- [DATA SUPPLIED]
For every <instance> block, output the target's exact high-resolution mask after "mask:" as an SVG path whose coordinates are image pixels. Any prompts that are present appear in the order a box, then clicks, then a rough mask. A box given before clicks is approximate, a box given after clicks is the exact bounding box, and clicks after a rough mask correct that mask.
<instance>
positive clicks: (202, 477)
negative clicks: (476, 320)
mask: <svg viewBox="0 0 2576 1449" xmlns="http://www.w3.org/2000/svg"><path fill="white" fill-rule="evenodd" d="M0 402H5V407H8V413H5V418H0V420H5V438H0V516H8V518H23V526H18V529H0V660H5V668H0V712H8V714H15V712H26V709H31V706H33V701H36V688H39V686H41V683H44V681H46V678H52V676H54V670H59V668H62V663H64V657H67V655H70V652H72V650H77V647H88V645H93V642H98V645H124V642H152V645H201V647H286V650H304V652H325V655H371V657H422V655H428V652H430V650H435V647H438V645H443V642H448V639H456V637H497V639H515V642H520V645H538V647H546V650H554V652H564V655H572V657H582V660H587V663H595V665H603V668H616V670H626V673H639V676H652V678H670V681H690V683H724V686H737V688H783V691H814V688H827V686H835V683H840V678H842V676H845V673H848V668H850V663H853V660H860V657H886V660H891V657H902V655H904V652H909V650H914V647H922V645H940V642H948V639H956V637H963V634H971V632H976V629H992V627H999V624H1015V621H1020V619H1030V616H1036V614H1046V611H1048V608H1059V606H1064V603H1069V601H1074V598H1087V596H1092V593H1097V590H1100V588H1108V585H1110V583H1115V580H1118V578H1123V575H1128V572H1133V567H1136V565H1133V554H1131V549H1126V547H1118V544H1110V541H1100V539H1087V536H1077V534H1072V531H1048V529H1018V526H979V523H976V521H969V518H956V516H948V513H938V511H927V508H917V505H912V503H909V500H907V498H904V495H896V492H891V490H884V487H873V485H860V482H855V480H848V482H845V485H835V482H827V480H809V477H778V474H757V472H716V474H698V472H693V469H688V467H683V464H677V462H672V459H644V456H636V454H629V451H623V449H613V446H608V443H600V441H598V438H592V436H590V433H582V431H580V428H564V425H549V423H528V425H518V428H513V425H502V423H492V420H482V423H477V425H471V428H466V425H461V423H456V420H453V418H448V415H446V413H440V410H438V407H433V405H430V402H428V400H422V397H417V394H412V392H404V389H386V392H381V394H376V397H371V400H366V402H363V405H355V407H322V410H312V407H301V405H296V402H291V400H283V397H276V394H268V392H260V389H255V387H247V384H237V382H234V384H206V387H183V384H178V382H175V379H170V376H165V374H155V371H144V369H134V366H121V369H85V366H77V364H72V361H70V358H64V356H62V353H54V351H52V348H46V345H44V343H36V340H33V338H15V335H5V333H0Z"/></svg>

- [WORK TO BE COMPLETED]
After you work out how many lines in the material hold the word "instance", please respond with that number alone.

- [TASK SOLUTION]
2